EXCERPT TO READ:
※ ※ ※
# should i buy this?



## JC's slot cars (Nov 30, 2004)

hello everyone, i am thinkning about buying a duratrax evader nitro st. i was wondering if anyone could tell me if they are any good? 


Thanks in advance


----------



## hankster (Jan 1, 1998)

I think you would be happier with an Associated RC10GT RTR or a Losi XXX-NT RTR. It will be much easier to get parts for them and really are better quality.


----------



## DJ1978 (Sep 26, 2001)

Do you have experience with ANY Nitro vehicles? If not, go with an electric vehicle to get started in the hobby.


----------



## Marty Mangione (Jan 7, 2004)

Buy it only if you can buy the alum hubs and carriers for the front and rear. I own a evader bx and the plastic hubs and carriers were always breaking. Duratrax told me thay had a hard time making the smaller pieces sturdy. To much air in the mix. I found them in alum on ebay and the buggy runs great.


----------



## OvalmanPA (Mar 21, 2000)
※ ※ ※
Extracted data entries

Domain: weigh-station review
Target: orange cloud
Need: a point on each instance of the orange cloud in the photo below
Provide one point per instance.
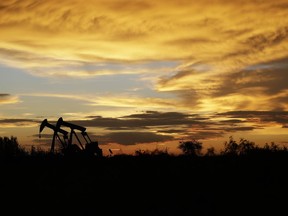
(8, 99)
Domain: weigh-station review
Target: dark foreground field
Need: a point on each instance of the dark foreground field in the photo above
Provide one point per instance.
(145, 185)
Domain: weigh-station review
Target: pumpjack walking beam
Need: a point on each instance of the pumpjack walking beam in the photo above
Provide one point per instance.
(73, 127)
(65, 140)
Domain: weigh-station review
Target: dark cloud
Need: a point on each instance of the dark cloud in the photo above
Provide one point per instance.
(280, 117)
(4, 95)
(132, 138)
(146, 119)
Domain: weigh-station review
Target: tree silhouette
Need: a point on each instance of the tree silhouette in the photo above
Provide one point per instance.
(192, 147)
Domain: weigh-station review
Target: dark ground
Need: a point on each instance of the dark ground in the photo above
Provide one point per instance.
(145, 185)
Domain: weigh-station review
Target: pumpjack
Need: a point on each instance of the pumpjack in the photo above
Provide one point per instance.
(68, 147)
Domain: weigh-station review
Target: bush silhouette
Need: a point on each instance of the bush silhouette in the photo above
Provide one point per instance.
(192, 147)
(10, 147)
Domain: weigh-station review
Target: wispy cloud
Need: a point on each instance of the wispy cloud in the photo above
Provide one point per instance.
(8, 99)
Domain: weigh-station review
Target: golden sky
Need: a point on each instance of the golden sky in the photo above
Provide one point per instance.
(113, 60)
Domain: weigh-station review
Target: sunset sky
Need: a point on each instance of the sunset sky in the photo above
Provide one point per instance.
(145, 74)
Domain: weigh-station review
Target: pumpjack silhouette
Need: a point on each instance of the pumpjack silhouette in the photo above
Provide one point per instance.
(90, 148)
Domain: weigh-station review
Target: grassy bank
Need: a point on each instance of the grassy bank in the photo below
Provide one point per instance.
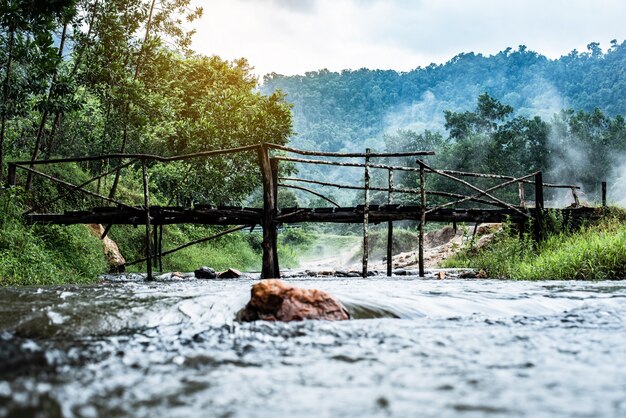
(594, 252)
(33, 255)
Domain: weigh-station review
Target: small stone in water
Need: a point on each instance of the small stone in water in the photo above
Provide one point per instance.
※ ※ ※
INSTRUCTIONS:
**a.** In the forum thread, which two ready-to-run vehicles does hankster recommend instead?
**b.** Condense the forum thread's paragraph beginning "Buy it only if you can buy the alum hubs" into a short bulleted list that keeps its main facts.
Rely on the forum thread alone, not the entries.

OUTPUTS BY TASK:
**a.** An Associated RC10GT RTR or a Losi XXX-NT RTR.

**b.**
- Buy it only if aluminum hubs and carriers can be bought for the front and rear.
- On the poster's Evader BX, the plastic hubs and carriers kept breaking.
- Duratrax said it had trouble making the smaller pieces sturdy because of too much air in the mix.
- With aluminum replacements found on eBay, the buggy runs great.